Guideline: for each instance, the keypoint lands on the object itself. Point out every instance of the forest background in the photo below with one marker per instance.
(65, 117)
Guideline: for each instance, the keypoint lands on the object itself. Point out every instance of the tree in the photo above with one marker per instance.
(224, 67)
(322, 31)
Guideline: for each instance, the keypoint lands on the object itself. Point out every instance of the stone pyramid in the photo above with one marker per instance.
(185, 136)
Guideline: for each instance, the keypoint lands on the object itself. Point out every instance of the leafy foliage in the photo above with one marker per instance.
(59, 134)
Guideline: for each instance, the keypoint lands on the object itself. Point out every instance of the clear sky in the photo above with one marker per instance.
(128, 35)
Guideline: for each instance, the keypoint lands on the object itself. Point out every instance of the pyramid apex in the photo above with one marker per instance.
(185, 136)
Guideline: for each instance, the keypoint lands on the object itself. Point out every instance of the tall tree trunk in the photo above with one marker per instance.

────────────────────────────────────────

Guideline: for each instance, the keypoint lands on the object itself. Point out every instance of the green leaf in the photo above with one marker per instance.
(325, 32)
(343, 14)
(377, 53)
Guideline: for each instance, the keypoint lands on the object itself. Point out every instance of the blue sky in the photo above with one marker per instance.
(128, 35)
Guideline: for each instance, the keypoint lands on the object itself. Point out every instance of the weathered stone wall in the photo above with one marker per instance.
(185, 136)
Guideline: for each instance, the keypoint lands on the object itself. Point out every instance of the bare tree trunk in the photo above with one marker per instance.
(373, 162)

────────────────────────────────────────

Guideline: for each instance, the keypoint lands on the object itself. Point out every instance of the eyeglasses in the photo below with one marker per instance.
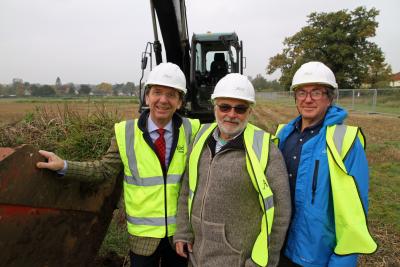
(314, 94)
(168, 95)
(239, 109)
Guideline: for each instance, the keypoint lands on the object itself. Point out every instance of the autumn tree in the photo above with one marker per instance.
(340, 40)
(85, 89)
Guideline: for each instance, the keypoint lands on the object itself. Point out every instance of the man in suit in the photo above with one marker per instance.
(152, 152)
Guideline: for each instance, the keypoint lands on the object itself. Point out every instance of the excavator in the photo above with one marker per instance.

────────────────────────────────────────

» **TASK GOAL**
Look above for the line with "of the leafy" and the line with "of the tall". Write out those two lines and all the lines between them, exactly, and no others.

» **WORKED SOLUTION**
Guideline: for each instance, the keypoint lands on the object itself. Point out every instance of the leafy foliage in the photo above with one marker per instance.
(59, 134)
Guideline: for each instance, the keypoint lands on the object itself. Point out every instance of the clear sky in the photo above with one marker per instance.
(128, 35)
Guideline: for each instance, the keypoint lands on the object itself. Point out every instance of the pyramid apex in the photo above with one marker per instance.
(185, 136)
Guideline: for each instance, the keypoint lands on the object itself. Point out every instance of the tall tree trunk in the photo above with one marker per instance.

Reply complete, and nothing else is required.